[Referring expression data]
------------------------------------------------------------------------

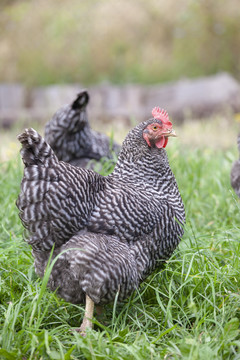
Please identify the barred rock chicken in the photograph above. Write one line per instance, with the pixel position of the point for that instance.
(70, 136)
(235, 172)
(109, 232)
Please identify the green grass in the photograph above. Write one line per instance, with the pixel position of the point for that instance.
(190, 310)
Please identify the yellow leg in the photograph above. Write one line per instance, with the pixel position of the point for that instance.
(87, 323)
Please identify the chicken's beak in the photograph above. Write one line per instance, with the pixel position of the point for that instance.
(170, 133)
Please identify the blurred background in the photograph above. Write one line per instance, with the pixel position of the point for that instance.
(130, 55)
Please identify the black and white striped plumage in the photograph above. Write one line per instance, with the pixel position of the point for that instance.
(235, 172)
(71, 137)
(120, 227)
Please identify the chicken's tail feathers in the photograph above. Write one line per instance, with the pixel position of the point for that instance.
(81, 100)
(35, 150)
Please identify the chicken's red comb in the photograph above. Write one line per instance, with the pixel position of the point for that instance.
(162, 115)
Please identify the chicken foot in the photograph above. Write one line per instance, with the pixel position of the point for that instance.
(87, 320)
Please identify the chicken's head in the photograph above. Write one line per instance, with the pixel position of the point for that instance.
(157, 132)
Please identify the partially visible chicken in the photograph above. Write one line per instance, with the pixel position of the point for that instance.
(70, 136)
(117, 228)
(235, 172)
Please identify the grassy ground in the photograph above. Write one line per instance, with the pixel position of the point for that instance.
(190, 310)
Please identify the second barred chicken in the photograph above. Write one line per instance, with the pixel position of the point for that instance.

------------------------------------------------------------------------

Aim of the task: Apart from the pictures, which are to be omitted, every record must be transcribed exactly.

Written solution:
Please identify the barred rock chicken in the photograph above. Write one line per instance, with the pixel position of the point for that instance.
(70, 136)
(235, 172)
(109, 232)
Please identify the green grass in the photograph above. Write one line per instance, with the pixel position of the point for that instance.
(190, 310)
Please identify the yellow leg in the photograph above. Write one line per instance, with the pixel position of the point for that instance.
(87, 323)
Please identify the chicken's beak in the photograph above. Write one line per instance, with the pixel position of the point for that instance.
(170, 133)
Please identify the blurred background in the photograph above. Write one line per instance, with the pixel position of the point for that instance.
(130, 55)
Please identify the black and white striped plumage in the photograph above. Write one line per instance, with the pixel position of the point for that instance.
(235, 172)
(71, 137)
(120, 227)
Please identify the chicken's tail feathers in the photograph above. Write one line per instance, with the pixel position of the point for that instance.
(81, 100)
(35, 150)
Please identify the chicken's red comb in the photograph above. Write one line per instance, with the pixel position of the point for that instance.
(162, 115)
Please identify the chicken foot in the photograph above. Write one line per instance, with the pixel position of the point for that instance.
(87, 320)
Please identify the chicken's head in the photograph above. Write one line per instance, with the pixel position of the point for that instance.
(157, 132)
Please identify the partially visible chicken in the photograph above. Write one line per instance, with the pixel position of the point for that instance.
(70, 136)
(117, 228)
(235, 172)
Please identify the grassy ground in the photograph above. Write one line per instance, with the pixel position of the point for that instance.
(190, 310)
Please identify the second barred chicken in the photograph above. Write one line per instance, with the pixel position of the point for that instance.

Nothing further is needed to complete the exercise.